Dataset extract:
----------------

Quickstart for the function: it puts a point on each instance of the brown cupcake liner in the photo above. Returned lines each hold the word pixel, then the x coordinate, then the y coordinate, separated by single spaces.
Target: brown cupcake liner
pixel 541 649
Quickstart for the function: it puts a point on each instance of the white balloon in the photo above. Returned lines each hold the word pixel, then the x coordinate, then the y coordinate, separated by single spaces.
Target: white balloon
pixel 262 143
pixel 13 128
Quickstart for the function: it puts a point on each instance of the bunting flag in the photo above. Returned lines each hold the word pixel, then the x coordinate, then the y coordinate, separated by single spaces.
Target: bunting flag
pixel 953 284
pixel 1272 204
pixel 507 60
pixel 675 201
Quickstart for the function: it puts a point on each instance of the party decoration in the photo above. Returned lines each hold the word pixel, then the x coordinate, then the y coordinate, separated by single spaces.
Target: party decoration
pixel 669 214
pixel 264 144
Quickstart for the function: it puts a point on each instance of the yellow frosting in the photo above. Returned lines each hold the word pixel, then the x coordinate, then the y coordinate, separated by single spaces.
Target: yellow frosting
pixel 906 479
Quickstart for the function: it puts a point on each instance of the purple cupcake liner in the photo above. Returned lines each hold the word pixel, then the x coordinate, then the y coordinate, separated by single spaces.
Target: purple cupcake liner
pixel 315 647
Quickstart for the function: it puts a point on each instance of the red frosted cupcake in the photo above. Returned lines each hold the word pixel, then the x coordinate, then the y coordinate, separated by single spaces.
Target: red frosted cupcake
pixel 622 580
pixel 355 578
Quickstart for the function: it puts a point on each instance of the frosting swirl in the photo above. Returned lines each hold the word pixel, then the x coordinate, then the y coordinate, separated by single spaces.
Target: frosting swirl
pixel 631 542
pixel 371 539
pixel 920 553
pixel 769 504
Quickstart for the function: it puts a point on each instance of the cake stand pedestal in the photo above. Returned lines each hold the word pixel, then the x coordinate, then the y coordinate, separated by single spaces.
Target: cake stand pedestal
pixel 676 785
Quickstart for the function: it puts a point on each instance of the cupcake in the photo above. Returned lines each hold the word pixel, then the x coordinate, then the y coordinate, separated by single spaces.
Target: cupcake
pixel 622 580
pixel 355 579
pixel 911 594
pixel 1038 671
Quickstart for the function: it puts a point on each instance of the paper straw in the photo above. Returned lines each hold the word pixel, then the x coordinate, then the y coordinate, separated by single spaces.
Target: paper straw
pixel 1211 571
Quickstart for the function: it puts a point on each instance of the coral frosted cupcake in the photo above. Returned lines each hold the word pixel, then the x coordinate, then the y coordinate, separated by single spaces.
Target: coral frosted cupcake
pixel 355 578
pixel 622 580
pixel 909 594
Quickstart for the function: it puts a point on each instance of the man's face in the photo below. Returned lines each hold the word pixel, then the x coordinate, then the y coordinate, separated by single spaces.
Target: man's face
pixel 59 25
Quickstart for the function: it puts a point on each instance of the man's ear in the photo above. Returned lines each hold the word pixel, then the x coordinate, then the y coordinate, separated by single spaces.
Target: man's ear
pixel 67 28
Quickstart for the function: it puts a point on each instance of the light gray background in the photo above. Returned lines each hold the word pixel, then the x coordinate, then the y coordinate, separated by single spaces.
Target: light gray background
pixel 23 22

----------------

Set task: Copy every line above, changing nothing.

Answer below:
Quickstart for the function: it puts a point on each instance of the brown cupcake liner in the photo above. Returned lines each hold the word pixel, then the x coordinate, then the y coordinate, separated by single spaces.
Target: brown cupcake liner
pixel 541 649
Quickstart for the function: it puts a point on each instance of the white balloon in the photo above. Returned lines each hold the word pixel, then the x coordinate, then the y coordinate, separated by single spaces.
Target: white balloon
pixel 262 143
pixel 13 128
Quickstart for the function: it puts a point on each instance of the bunting flag in the photo above. Returned lines each hold the word pixel, then the x coordinate, then the y coordinate, separated by single spaces.
Target: bunting flag
pixel 953 284
pixel 1272 204
pixel 507 60
pixel 675 201
Quickstart for the function: it puts a point on each instance of the party decoration in the photo above. Returned lines each hold the word pixel, then the x coordinate, then the y coordinate, separated by single spaces.
Target: party decoration
pixel 669 214
pixel 264 144
Quickstart for the function: it puts a point on each instance of the yellow frosting in the photo above. Returned lines each hold the word pixel, then the x coordinate, then the y coordinate, separated by single spaces.
Target: yellow frosting
pixel 906 479
Quickstart for the function: it puts a point on each instance of the purple cupcake liner in the photo above. Returned lines each hold the word pixel, then the x coordinate, then the y coordinate, separated by single spaces.
Target: purple cupcake liner
pixel 315 647
Quickstart for the function: it puts a point on each instance of the red frosted cupcake in the photo above. Returned lines each hold the word pixel, then the x coordinate, then the y coordinate, separated by single spaces.
Target: red frosted cupcake
pixel 622 580
pixel 355 578
Quickstart for the function: it puts a point on each instance of the frosting swirl in the photo above. Returned lines each hold the word pixel, then the x coordinate, then the y coordinate, separated by single spaces.
Target: frosting swirl
pixel 631 542
pixel 371 539
pixel 920 553
pixel 769 504
Quickstart for the function: it puts a point on each instance of the cake stand pedestal in the photo above. Returned lines each hold the word pixel, then the x coordinate, then the y coordinate, separated by single spaces.
Target: cake stand pedestal
pixel 676 785
Quickstart for the function: it puts a point on each instance of the cupcake in the photo above. Returned lines each hold the word pixel, then the x coordinate, then the y coordinate, separated by single spaces.
Target: cupcake
pixel 622 580
pixel 355 579
pixel 911 594
pixel 1038 671
Quickstart for the function: it puts a point on each instance of the paper straw in the photo above. Returned lines each hold the word pixel, then the x coordinate, then the y coordinate, separated by single spaces.
Target: paper straw
pixel 1211 571
Quickstart for the function: it puts a point on each instance of the coral frosted cupcake in the photo above. Returned lines each hold the word pixel, then the x coordinate, then the y coordinate, separated by single spaces.
Target: coral frosted cupcake
pixel 355 578
pixel 622 580
pixel 909 594
Quickstart for the function: it puts a point on each instance of the man's face in the photo below. Returned lines each hold the word pixel, then the x coordinate, then the y coordinate, separated by single spaces.
Target: man's face
pixel 59 25
Quickstart for the function: it puts a point on each instance of the man's ear in the photo above. Returned lines each hold the word pixel, then the x coordinate, then the y coordinate, separated by single spaces.
Target: man's ear
pixel 67 28
Quickstart for the function: it puts a point on each instance of the light gray background in the photo above. Returned lines each hold the word pixel, then the x coordinate, then the y coordinate, separated by single spaces.
Target: light gray background
pixel 23 22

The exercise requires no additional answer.